*EXERCISE DIRECTIONS*:
Report every line of the records below that contains the string "hanging", copying each line in full.

*RECORDS SUPPLIED*:
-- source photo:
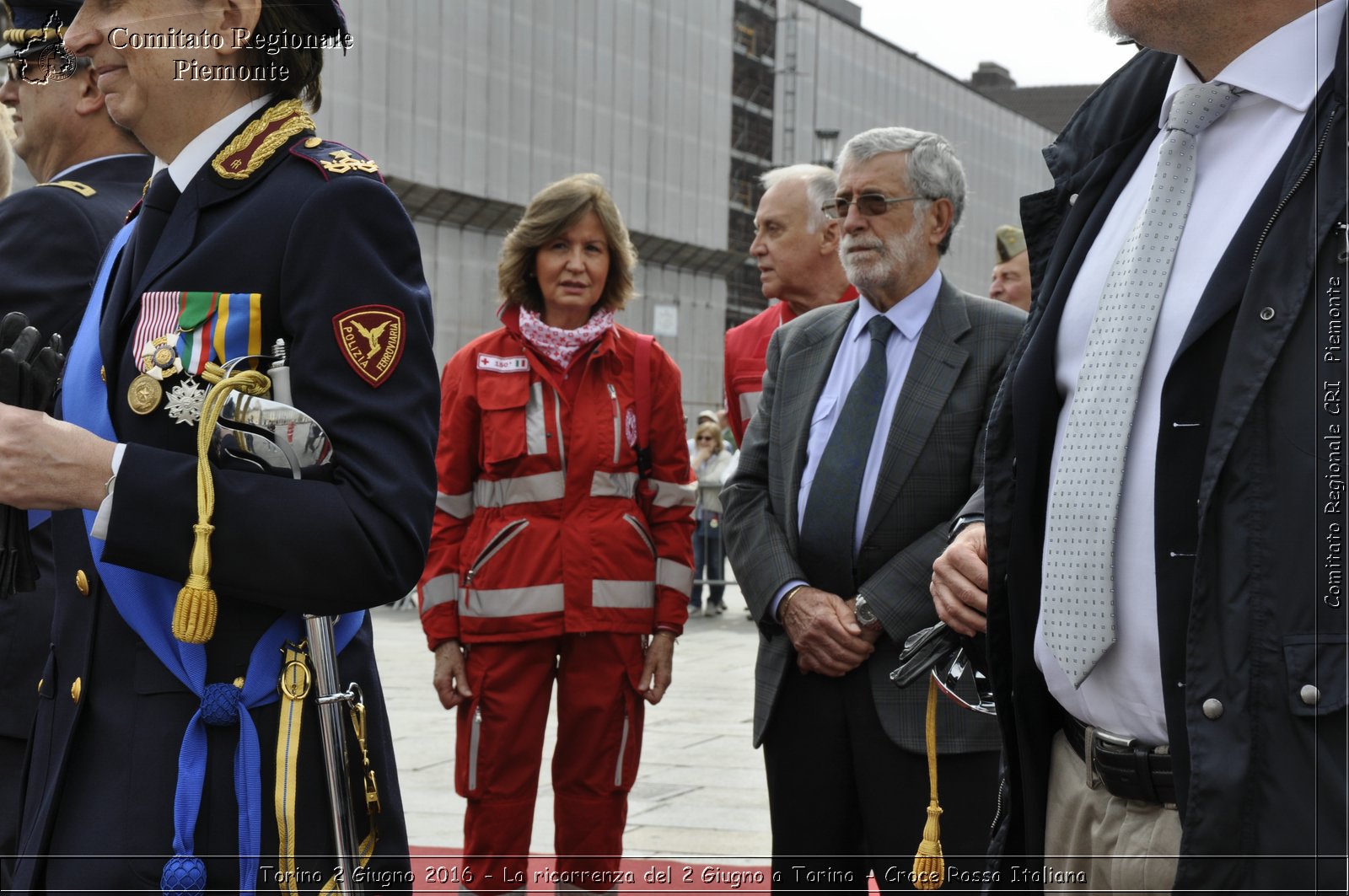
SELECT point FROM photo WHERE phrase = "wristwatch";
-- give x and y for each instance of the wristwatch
(865, 614)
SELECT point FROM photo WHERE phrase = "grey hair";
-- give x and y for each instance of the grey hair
(934, 172)
(820, 186)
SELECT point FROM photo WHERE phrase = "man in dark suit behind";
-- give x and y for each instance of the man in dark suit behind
(89, 174)
(850, 474)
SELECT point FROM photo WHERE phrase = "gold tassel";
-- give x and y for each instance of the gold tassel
(196, 609)
(928, 865)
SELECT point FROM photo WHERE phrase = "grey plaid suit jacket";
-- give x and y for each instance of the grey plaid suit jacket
(934, 462)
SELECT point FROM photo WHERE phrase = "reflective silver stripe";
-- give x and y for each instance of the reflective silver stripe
(458, 507)
(535, 440)
(622, 749)
(624, 595)
(647, 539)
(674, 494)
(476, 736)
(749, 404)
(499, 493)
(613, 485)
(674, 574)
(440, 590)
(508, 602)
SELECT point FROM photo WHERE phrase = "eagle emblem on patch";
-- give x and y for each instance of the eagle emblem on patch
(371, 341)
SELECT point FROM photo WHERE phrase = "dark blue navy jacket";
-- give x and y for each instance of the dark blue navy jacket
(314, 243)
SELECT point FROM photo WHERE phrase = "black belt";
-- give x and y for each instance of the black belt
(1128, 770)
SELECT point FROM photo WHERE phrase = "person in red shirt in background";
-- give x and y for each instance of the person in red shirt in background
(796, 249)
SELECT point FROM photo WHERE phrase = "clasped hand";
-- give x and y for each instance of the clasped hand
(51, 464)
(825, 632)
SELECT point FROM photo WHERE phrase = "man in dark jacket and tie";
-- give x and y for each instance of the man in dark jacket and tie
(1185, 727)
(869, 429)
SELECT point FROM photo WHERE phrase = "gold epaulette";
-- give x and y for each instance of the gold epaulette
(258, 142)
(83, 189)
(334, 158)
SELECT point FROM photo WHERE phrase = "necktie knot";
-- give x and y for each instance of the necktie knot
(1198, 105)
(162, 193)
(880, 328)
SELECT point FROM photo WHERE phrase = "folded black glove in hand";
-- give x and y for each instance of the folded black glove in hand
(30, 374)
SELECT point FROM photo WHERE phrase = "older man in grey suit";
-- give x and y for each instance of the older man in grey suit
(868, 440)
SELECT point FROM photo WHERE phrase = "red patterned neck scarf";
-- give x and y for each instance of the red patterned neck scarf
(562, 345)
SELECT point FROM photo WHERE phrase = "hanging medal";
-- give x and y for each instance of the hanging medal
(211, 327)
(159, 357)
(185, 401)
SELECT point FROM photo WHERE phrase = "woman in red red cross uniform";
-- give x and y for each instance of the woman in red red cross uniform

*ANSWER FOR THE TASK*:
SELECT point FROM photo WHERE phrase = "hanging medal";
-- give x and y for each instance of the hanging medal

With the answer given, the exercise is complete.